**Work instruction 1**
List the three feelings that the waiting-room account says were taken away for a few moments in the waiting room.
**Work instruction 2**
Update the waiting-room account. Begin at the words "So, anyway, there" and stop after "not a surprise).", replacing "chuckled" with "giggled".

**Quoted passage**
####################
So, anyway, there were only 4 of us really watching the show, all the others were doing what I just described. And the episode was really funny and there we were, 4 of us (3 men and 1 woman) laughing. Now, at first, we just sort of chuckled (we didn’t want to draw attention to ourselves I guess). But then, one of the men started to laugh out loud. The next thing you know the 4 of us are laughing out loud to the point that we were all but making a disturbance in the waiting room (for those who know me this is really not a surprise).
But you know what? Life is what you make it. And on Monday, January 30th, I saw 3 people that made the best of the situation. All of my anxiety, stress, and worry was taken away, for a few moments, in that waiting room. For just a little while, everything was OK, not just for me, but for the others as well. Life is what you make it. I went in for the scan with a smile on my face. I joked with the nurses and had good conversations with all of them. Even the tech guy behind the lead lined wall came out to visit. Why? Maybe it was because they deal with dreadful situations hour after hour, day after day. And finally a few people came through the door with a smile on their faces. Maybe it made their jobs a little bit better that day.
####################
Saved data entries:

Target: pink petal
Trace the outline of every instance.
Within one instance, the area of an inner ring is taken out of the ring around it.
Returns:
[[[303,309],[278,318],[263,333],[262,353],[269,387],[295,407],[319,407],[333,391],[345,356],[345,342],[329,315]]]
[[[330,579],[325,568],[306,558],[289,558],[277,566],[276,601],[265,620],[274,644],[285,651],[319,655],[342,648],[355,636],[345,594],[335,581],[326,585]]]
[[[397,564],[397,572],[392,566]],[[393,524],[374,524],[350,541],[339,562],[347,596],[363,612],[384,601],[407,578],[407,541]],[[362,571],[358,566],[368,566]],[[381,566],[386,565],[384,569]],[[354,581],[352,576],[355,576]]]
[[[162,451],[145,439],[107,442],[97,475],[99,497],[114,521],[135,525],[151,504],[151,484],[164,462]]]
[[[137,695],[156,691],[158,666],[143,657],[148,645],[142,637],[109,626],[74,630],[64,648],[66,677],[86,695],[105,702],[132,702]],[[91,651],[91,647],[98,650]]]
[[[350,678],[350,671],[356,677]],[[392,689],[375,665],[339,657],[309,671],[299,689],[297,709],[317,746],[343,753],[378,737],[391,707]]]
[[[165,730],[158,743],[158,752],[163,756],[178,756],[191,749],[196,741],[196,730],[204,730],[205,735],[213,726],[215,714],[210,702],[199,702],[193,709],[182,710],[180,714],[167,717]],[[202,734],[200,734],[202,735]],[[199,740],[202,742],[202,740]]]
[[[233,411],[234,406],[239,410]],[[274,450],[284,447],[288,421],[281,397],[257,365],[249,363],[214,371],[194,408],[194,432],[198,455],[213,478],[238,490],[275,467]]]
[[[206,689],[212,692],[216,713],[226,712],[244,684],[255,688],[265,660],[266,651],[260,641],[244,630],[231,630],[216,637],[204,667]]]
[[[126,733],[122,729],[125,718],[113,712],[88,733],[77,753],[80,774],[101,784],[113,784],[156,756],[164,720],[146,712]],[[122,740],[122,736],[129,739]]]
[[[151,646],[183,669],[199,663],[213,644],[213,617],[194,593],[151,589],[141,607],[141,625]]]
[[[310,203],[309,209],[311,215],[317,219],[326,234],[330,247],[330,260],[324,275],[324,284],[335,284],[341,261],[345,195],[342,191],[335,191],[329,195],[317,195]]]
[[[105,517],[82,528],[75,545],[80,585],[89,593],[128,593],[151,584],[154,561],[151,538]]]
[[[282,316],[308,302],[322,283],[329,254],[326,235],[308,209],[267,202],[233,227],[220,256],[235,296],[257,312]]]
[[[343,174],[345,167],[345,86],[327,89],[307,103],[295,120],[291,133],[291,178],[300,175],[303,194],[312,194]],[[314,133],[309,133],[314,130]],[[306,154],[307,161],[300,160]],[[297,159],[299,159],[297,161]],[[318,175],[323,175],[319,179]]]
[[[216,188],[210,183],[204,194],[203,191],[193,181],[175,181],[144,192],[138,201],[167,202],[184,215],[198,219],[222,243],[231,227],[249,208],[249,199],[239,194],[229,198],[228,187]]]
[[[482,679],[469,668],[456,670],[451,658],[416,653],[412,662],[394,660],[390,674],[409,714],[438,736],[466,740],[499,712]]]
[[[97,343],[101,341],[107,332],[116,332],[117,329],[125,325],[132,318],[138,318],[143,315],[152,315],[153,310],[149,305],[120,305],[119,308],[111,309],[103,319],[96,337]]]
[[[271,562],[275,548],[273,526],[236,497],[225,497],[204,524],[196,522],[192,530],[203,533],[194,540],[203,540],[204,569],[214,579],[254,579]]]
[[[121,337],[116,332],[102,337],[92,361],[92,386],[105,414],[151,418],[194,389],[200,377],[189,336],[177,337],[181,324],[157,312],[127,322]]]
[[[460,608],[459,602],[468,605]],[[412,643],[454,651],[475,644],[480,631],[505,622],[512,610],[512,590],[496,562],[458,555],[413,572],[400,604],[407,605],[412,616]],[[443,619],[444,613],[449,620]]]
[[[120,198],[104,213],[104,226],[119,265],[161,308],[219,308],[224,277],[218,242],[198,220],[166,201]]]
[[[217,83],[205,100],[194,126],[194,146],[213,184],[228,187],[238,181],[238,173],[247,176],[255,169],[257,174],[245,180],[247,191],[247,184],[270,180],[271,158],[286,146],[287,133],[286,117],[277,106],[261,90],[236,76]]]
####################
**Task response 1**
anxiety, stress, worry

**Task response 2**
So, anyway, there were only 4 of us really watching the show, all the others were doing what I just described. And the episode was really funny and there we were, 4 of us (3 men and 1 woman) laughing. Now, at first, we just sort of giggled (we didn’t want to draw attention to ourselves I guess). But then, one of the men started to laugh out loud. The next thing you know the 4 of us are laughing out loud to the point that we were all but making a disturbance in the waiting room (for those who know me this is really not a surprise).